» Exercise goal: What is needed is an exact copy of the data that follows.

Point-per-instance localization data:
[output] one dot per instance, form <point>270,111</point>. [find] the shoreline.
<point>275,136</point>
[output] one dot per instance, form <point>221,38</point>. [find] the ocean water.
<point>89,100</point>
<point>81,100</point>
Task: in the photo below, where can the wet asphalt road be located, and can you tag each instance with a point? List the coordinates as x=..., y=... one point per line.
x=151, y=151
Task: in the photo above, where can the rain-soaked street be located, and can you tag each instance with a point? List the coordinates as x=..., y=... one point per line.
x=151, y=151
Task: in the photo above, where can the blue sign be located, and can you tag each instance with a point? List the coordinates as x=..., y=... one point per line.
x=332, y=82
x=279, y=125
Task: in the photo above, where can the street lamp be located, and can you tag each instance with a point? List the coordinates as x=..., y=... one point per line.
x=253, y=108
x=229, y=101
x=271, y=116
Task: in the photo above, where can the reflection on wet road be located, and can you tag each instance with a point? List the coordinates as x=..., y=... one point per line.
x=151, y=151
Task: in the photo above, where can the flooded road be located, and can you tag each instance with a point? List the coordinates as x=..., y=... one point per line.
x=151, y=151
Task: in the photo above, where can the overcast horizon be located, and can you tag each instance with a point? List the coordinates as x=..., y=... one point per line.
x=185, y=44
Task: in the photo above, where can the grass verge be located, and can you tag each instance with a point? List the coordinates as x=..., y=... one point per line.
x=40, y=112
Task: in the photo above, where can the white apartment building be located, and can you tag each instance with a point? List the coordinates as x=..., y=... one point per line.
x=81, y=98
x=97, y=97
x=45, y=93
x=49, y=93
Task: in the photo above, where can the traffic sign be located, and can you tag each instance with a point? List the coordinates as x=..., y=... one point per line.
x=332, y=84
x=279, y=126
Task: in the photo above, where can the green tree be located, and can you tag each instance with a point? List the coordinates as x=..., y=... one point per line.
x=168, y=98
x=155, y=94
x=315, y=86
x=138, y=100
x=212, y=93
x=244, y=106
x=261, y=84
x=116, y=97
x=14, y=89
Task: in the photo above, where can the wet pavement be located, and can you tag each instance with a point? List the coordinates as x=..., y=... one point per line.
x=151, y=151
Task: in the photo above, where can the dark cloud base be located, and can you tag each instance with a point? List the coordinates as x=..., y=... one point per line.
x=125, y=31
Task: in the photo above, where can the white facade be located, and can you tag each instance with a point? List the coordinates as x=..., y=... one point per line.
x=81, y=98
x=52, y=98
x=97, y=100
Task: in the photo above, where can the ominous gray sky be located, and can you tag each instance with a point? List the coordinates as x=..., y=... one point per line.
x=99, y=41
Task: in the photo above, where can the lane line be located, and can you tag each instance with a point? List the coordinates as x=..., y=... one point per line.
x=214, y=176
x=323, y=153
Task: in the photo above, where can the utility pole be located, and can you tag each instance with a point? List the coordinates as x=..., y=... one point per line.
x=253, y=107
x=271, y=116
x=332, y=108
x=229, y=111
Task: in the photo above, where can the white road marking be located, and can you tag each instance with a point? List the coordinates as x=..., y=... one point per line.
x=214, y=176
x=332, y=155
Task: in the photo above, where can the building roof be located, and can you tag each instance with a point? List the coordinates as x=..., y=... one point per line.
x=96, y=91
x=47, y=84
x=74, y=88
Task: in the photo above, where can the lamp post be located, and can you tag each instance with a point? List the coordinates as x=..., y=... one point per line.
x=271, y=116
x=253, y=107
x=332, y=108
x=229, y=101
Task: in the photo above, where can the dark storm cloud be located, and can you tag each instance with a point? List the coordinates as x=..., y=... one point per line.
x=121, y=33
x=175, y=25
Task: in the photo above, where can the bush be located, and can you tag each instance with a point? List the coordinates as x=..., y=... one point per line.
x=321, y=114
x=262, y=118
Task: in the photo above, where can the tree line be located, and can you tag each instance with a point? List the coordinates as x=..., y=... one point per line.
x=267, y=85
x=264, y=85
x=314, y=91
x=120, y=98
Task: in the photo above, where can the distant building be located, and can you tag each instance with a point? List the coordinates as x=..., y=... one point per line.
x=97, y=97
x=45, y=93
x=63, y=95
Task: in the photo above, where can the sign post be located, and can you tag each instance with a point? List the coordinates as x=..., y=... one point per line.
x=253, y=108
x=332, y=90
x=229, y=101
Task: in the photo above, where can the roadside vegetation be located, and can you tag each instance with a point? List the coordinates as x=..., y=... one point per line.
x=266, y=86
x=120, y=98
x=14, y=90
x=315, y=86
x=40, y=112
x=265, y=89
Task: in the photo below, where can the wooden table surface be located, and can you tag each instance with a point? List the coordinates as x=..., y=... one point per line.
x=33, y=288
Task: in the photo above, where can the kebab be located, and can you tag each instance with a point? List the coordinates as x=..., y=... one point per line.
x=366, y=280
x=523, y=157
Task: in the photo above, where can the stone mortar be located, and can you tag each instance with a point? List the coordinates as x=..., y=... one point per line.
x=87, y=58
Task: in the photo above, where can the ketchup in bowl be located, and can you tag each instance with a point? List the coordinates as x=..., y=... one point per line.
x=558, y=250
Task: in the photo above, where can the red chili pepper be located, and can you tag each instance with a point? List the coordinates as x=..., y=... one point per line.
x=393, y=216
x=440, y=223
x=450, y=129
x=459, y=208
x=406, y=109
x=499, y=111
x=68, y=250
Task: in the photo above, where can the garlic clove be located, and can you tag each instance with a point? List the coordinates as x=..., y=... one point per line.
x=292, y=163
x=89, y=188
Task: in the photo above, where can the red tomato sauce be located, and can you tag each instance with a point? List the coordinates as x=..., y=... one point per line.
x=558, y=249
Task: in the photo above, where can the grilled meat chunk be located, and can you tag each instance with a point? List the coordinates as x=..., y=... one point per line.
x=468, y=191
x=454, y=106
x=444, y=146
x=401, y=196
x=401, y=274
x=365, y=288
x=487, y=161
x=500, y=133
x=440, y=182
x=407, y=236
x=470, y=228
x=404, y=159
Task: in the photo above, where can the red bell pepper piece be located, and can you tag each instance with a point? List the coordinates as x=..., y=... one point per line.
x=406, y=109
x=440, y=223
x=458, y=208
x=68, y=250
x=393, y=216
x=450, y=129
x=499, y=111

» Exercise output:
[output] one dot per instance, form <point>270,111</point>. [find] the shoreline.
<point>275,136</point>
[output] one dot per instance, form <point>221,38</point>. [find] the ocean water.
<point>89,100</point>
<point>81,100</point>
Task: in the photo below, where can the wet asphalt road be located, and can you tag each instance with a point? List the coordinates as x=..., y=... one point per line.
x=151, y=151
Task: in the photo above, where can the rain-soaked street be located, and can you tag each instance with a point? List the coordinates as x=..., y=... one point per line.
x=151, y=151
Task: in the photo above, where can the blue sign be located, and can you tag each instance with a point? List the coordinates as x=..., y=... one point per line.
x=332, y=82
x=279, y=125
Task: in the photo above, where can the street lamp be located, and can you tag each instance with a point? List the coordinates as x=..., y=... one point per line.
x=253, y=108
x=229, y=101
x=271, y=116
Task: in the photo above, where can the reflection on wet road be located, and can you tag each instance with a point? List the coordinates as x=..., y=... one point per line.
x=151, y=151
Task: in the photo above, where can the flooded road be located, and can you tag each instance with a point? List the coordinates as x=..., y=... one point per line.
x=151, y=151
Task: in the photo above, where can the overcast horizon be located, and can you tag each instance with a point? List the coordinates as x=..., y=... one point per line.
x=185, y=44
Task: in the photo above, where can the grass verge be located, and can you tag each instance with a point? List the coordinates as x=..., y=... one point per line.
x=40, y=112
Task: in the photo above, where can the white apartment building be located, and can you tag each instance with a point? List the coordinates as x=..., y=... one point per line.
x=81, y=98
x=97, y=97
x=45, y=93
x=49, y=93
Task: in the photo above, where can the traffic sign be located, and can you tag each instance with a point? List the coordinates as x=..., y=... one point per line.
x=332, y=84
x=279, y=126
Task: in the photo above, where can the green tree be located, and can you tag each instance with a point? List the coordinates as x=..., y=... one point per line.
x=168, y=98
x=155, y=94
x=315, y=86
x=138, y=100
x=212, y=93
x=244, y=106
x=261, y=84
x=116, y=97
x=14, y=89
Task: in the photo above, where can the wet pavement be located, and can you tag each instance with a point? List the coordinates as x=..., y=... one point per line.
x=151, y=151
Task: in the photo above, where can the dark cloud base be located, and can you tag each instance with a point? List the coordinates as x=..., y=... one point per line.
x=125, y=31
Task: in the photo above, where can the white facade be located, and can you tag each instance with a point? List the coordinates as x=..., y=... one point per line.
x=81, y=98
x=52, y=98
x=97, y=100
Task: in the photo above, where can the ominous gray sky be located, and can you tag each instance with a point? List the coordinates as x=..., y=... one point per line.
x=99, y=41
Task: in the photo above, where can the lane line be located, and can you tag each instance with a point? List the coordinates as x=..., y=... one point per line.
x=214, y=176
x=323, y=153
Task: in the photo above, where can the utility pole be located, and can you tag each instance with a point? List the coordinates as x=..., y=... one point per line.
x=253, y=107
x=271, y=116
x=332, y=108
x=229, y=111
Task: in the photo above, where can the white road marking be located, and can you tag each instance with a point? List the coordinates as x=..., y=... one point per line.
x=214, y=176
x=332, y=155
Task: in the photo above, where can the building roof be located, and can you tag each instance with a point? List the coordinates as x=..., y=... one point per line.
x=96, y=91
x=47, y=84
x=74, y=88
Task: in the photo above, where can the lamp post be located, and can you tag each instance with a point? List the coordinates as x=..., y=... one point per line.
x=271, y=116
x=253, y=107
x=332, y=108
x=229, y=101
Task: in the photo above, where can the dark storm cloud be located, and can you tag each instance with a point? List the coordinates as x=..., y=... one point per line.
x=121, y=33
x=175, y=25
Task: in the photo above, where can the bush be located, and can you tag each instance with a point? List the coordinates as x=..., y=... one point per line.
x=321, y=114
x=262, y=118
Task: in the photo above, where can the tree line be located, and can you tag each instance with a point? List the coordinates as x=..., y=... one point per line.
x=267, y=85
x=264, y=85
x=314, y=91
x=120, y=98
Task: in the photo above, where can the distant building be located, and can you tag each instance with a point? List the coordinates as x=..., y=... one point per line.
x=97, y=97
x=45, y=93
x=63, y=95
Task: in the photo above, where can the sign post be located, and can you tag each instance with a point? List the coordinates as x=..., y=... one point per line.
x=253, y=108
x=332, y=90
x=229, y=101
Task: in the photo above, where can the roadside vegetation be located, and can you tag each instance with a point? List the coordinates as x=..., y=... one point per line.
x=266, y=86
x=120, y=98
x=14, y=90
x=315, y=86
x=40, y=112
x=265, y=89
Task: in the photo below, where can the wooden table surface be located, and can you tag each instance with a point? List the coordinates as x=..., y=... one point per line.
x=33, y=288
Task: in the photo above, where can the kebab be located, and can you tag each instance with a point? List the coordinates as x=..., y=... one point per line.
x=366, y=280
x=523, y=157
Task: in the photo above, where can the stone mortar be located, and can you tag each instance with a point? List the coordinates as x=..., y=... one point per line.
x=87, y=58
Task: in the photo above, where can the ketchup in bowl be located, and can you tag each instance with a point? List the coordinates as x=..., y=... one point per line.
x=558, y=250
Task: in the photo above, where can the red chili pepper be located, and can you tag each instance with a point? List the coordinates as x=..., y=... one point per line.
x=393, y=216
x=440, y=223
x=450, y=129
x=459, y=208
x=406, y=109
x=499, y=111
x=68, y=250
Task: in the photo above, where can the garlic clove be located, and can you tag each instance with a point? List the coordinates as x=..., y=... one point per line.
x=292, y=163
x=89, y=188
Task: in the photo above, where can the red tomato sauce be located, and can you tag each instance with a point? List the coordinates as x=..., y=... one point per line.
x=558, y=249
Task: in the photo above, where can the grilled meat chunk be located, and can you tag each instance with a point? List the coordinates as x=..., y=... one point per line.
x=468, y=191
x=454, y=106
x=444, y=146
x=401, y=196
x=401, y=274
x=365, y=288
x=487, y=161
x=500, y=133
x=440, y=182
x=407, y=236
x=470, y=228
x=404, y=159
Task: in the photo above, where can the red bell pepper piece be located, and can you tag each instance with a point? List the coordinates as x=..., y=... one point per line.
x=406, y=109
x=440, y=223
x=458, y=208
x=68, y=250
x=393, y=216
x=450, y=129
x=499, y=111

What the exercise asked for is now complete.